• [Problem requirements]
Leave the pictures out and restate every line below exactly.
====== Data under study ======
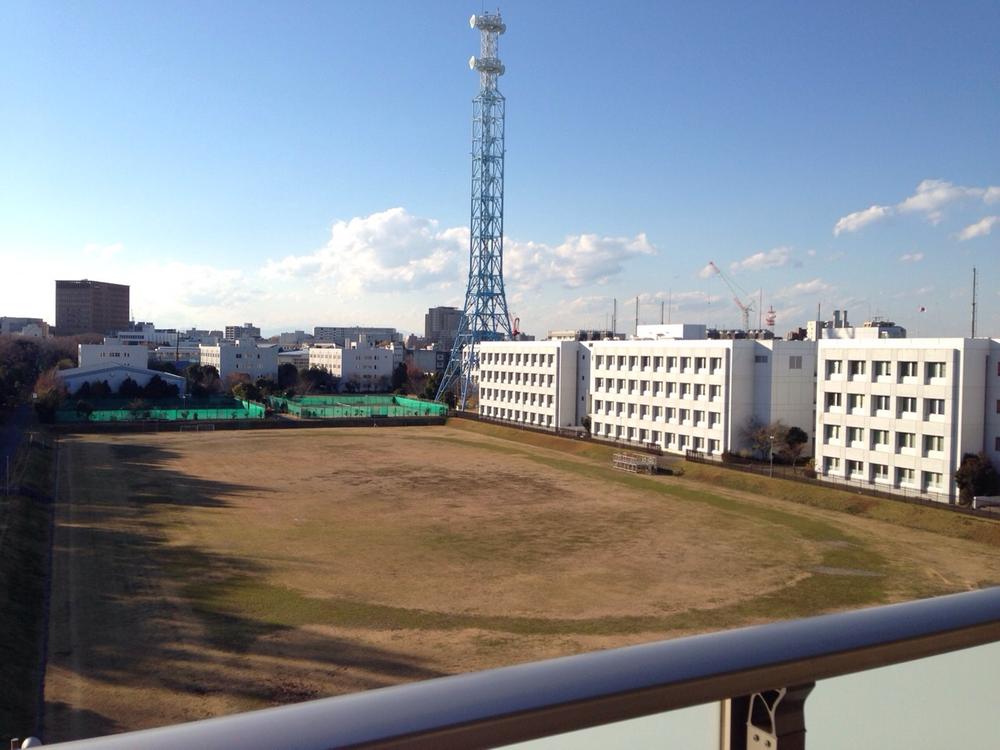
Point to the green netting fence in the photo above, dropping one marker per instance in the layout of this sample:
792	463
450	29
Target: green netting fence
167	410
338	406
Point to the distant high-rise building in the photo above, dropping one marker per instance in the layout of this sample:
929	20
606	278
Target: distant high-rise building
441	326
245	331
343	336
91	307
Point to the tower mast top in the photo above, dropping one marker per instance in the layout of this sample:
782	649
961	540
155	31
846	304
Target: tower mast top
488	64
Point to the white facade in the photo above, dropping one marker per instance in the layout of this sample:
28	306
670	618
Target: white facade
297	357
241	357
362	366
699	395
534	383
93	355
900	413
114	375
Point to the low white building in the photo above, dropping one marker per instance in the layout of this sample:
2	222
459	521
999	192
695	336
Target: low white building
673	393
532	383
899	414
112	353
297	357
701	395
362	366
241	357
114	375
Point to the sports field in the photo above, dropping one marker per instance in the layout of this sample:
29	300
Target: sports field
197	574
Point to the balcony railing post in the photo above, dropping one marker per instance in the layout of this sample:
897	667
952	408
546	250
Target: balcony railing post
770	720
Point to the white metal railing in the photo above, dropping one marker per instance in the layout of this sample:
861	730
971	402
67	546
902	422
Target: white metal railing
767	671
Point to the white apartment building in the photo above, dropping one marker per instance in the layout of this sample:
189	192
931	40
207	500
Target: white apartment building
900	413
94	355
241	357
297	357
699	395
362	366
678	395
534	383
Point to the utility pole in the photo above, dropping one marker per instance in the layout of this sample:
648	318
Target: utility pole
973	302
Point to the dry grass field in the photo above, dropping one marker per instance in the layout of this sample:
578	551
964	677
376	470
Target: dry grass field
197	574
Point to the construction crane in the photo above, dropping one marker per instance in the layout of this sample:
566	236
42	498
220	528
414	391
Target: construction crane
745	307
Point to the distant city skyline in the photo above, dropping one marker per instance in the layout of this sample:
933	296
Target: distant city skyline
305	165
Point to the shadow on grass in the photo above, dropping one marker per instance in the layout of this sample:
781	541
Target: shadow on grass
126	622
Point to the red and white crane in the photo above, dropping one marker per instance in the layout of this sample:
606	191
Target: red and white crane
745	307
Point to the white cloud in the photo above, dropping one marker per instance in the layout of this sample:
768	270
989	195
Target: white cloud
======
• [Solution to this task]
Point to the green netting fence in the photo above, dropping one marker per instance in the layout of this sample:
792	463
450	29
Target: green netting fence
167	410
338	406
Point to the distant high-rise building in the photo above, dropping one marker per instance in the layout of this sample:
929	20
606	278
Target: distant high-rise building
441	326
245	331
343	336
91	307
Point to the tower mast top in the photo above, dropping one marker per instance in the layout of this sample:
782	649
961	540
155	31
846	304
Target: tower mast top
488	64
Point to the white facade in the photo above, dropping one marker per instance in the layout of this sample:
28	306
670	618
Target: white facade
297	357
241	357
362	366
699	395
534	383
93	355
900	413
114	375
Point to the low white building in the photo above, dropping one marker per instance in the layout of this sample:
2	222
459	521
999	192
695	336
Target: low white building
673	393
532	383
899	414
112	353
297	357
701	395
362	366
241	357
114	375
Point to the sports field in the photo above, dropping one marker per instance in the layout of this sample:
29	300
Target: sports field
197	574
Point to the balcony railing post in the photo above, dropping one marker per instance in the layout of this sample:
897	667
952	408
546	250
Target: balcony railing post
770	720
Point to the white metal railing in the photo above, dropping one marker per instance in the layout of this sample:
861	730
971	402
67	546
902	422
Target: white metal railing
767	671
Point to the white apartment building in the photo above, dropping one marker per instance in the layout of this sample:
189	192
931	40
207	500
Target: white apartment building
900	413
94	355
241	357
297	357
699	395
362	366
678	395
534	383
Point to the utility pole in the photo above, dropping one marker per instance in the layout of this sample:
648	318
Target: utility pole
973	302
Point to the dry grass field in the photo above, dropping one marker per instance in the layout of this sample:
578	551
964	677
376	470
Target: dry grass field
197	574
Point to the construction crane in the photo above, dropping one marker per instance in the layout of this sample:
566	236
42	498
220	528
414	391
Target: construction crane
745	307
Point to the distant city skyline in the photo above, dropping one marker per instance in the layout of this sample:
933	296
Target: distant city skyline
305	165
Point to the shadow on grass in the photo above, dropping one marker per instance in the layout of this sample:
781	541
Target: shadow on grass
126	622
Point to the red and white crane in the photo above, dropping one marker per instance in the layout of this sample:
606	191
Target: red and white crane
745	307
Point to the white cloud in the photo above, dropping one marker per instance in the layout of this sample:
768	270
989	195
Target: white cloud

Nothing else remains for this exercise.